▸ **WHAT TO DO**:
(a) Rewrite the stretch of the game reviews from "A slow burn" through "myriad locked doors.", putting "haunted station" in place of "ghost ship".
(b) Answer these short questions from the game reviews, one per line:
(i) In Tacoma, what subject is the book that one missing crew mate has been reading?
(ii) Prey is called a latter-day version of which game?
(iii) According to Adam, what marks Prey out as a monstrously ingenious game?
(c) Continue the game reviews after their final sentence.

----- TEXT EXTRACT

Gone Home was a little too artfully arranged for my liking, but each of Tacoma's crew quarters feel thoroughly lived in – a welcome contrast to the stark corridors and functional work spaces you'll visit in between – and getting to watch these characters' personal lives slowly bleed into their public working personas is absolutely fascinating. To give an early example, you might discover that one of the missing crew mates has been reading (rather endearingly) a book on 'banter for the inspired social climber' in his personal AR desktop to help him settle in with this new group of strangers, and you can see the results of this play out in the reconstructed conversations you'll discover throughout the rest of the game. It's a brilliant meshing of the game's various exploration objectives, and it wasn't long before I found each crew member's individual story to be just as compelling as the central mystery. And that ending. Oh, that ending! Absolutely superb.

Prey

Alec: Probably my favourite game of the year? It feels like too safe a choice, too Mid-30s Gaming Man a choice, but what are you gonna do? I lost myself to Prey's world of locked doors and hacked turrets and silenced pistols and wide-open yet claustrophobic spaces in a way I did to little else in 2017. What can I say, it just ticked all my boxes, to the extent that I was absolutely determined to uncover and visit every last square inch of its doomed space station, and in turn recycle everything I found in it into upgrades and ammo, despite knowing full well that my lizard brain was in charge.

A slow burn game if ever there was one, moving on from my raised eyebrow at its over-zealous attempts to be a mystery without doing the heavy lifting of making me care first, and into something where the mystery scarcely seemed to matter. All that mattered was making this labyrinthine, inter-connected ghost ship mine. I can take or leave the plot, which has some nice ideas but overly dour execution, but really is just skin around the mighty bones of this latter-day System Shock. I'm delighted we found our way back to this degree of sprawl and slow pace after the glitz and excess of Bioshock Infinite. Both games, I suspect, are bookends to certain schools of 21st century gaming blockbuster. I have no idea what comes next, but I'm so glad that I got Prey and its myriad locked doors.

Adam: I thought the mimics were going to be the stars of the show, clever little enemies that make you wary of the environment, but it's actually the environment itself that marks Prey out as a monstrously ingenious game. It's a perfect space to play in, thanks to all those alternate routes and tricksy locked doors, but it doesn't feel overdesigned. I believe in it, as a place with purpose, and even though there's no doubt a heck of a lot of subtle signposting and hand-holding, I always felt like I was making my own way.

----------
----- GIVEN INFORMATION

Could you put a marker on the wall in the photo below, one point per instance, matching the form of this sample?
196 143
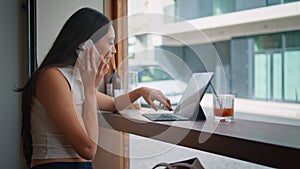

----------

▸ **ANSWER SET**:
(a)
A slow burn game if ever there was one, moving on from my raised eyebrow at its over-zealous attempts to be a mystery without doing the heavy lifting of making me care first, and into something where the mystery scarcely seemed to matter. All that mattered was making this labyrinthine, inter-connected haunted station mine. I can take or leave the plot, which has some nice ideas but overly dour execution, but really is just skin around the mighty bones of this latter-day System Shock. I'm delighted we found our way back to this degree of sprawl and slow pace after the glitz and excess of Bioshock Infinite. Both games, I suspect, are bookends to certain schools of 21st century gaming blockbuster. I have no idea what comes next, but I'm so glad that I got Prey and its myriad locked doors.

(b)
(i) Banter for the inspired social climber.
(ii) System Shock.
(iii) The environment itself.

(c)
NieR: Automata

Katharine: What a ride Nier: Automata's had this past year. The sequel to a game about three people played on PS3 and Xbox 360 back in 2010, it just goes to show what a bit of PlatinumGames magic can do to an ailing cult classic. Okay, so the PC version of Nier: Automata was a bit borked at launch, but to dismiss it now would be a disservice to both you and action games as a whole.

For me, Bayonetta still edges ahead in terms of overall combat, but the way Nier: Automata effortlessly slips between about eight different genres – all in the course of a single level, no less – imbues it with its own kind of Umbran magic. One minute you're playing a bullet-hell shoot-em-up, the next you're in a 3D brawler, then a 2D platformer, and then to cap it all off you don a mech suit to an oil-platform-sized boss as an on-rails shooter. This is what video games are about, and that's just the first mission! Throw in an achingly beautiful world, soundtrack and story, and Nier: Automata is in no danger of being forgotten like its forebear.

Adam: I didn't have a horse in the NieR race. I've never played the original, I'm wary of sexybots and sad anime sci-fi, and I am not very good at many of the genres the game seemed to cover.

It turned out to be one of my favourite games of the year. For a good while it was my favourite and I still feel sad whenever I find out someone I know didn't get along with it. They have their reasons, and they're often good reasons. Automata does silly things, it winks at the fourth wall and then punches you in the gut, it veers between existential horror and weird whimsy, and I'm still not entirely sure why it's an open world game when I only really cared about following the story.

The thing is, it's so exquisitely idiosyncratic and carefully constructed that I wouldn't dare to second guess any element of it. Chances are, if you take away one of its uncomfortable qualities or moments, some of the best stuff in it might not work quite as well. It's a game of many endings; in fact, it's a game about endings in many ways. I wish it went on forever.

Opus Magnum

Brendan: Ah, the sweet ego-boosting hit of the Zachlike. There are plenty of puzzlers that make you feel clever for solving a fiddly problem. But this free-form alchemy engine is something special. You shift elemental marbles around with mechanical grabbers, bonding molecules together to create potions or hair gel or invisible thread. At one point, you are asked to create viagra (secret: it’s mostly salt).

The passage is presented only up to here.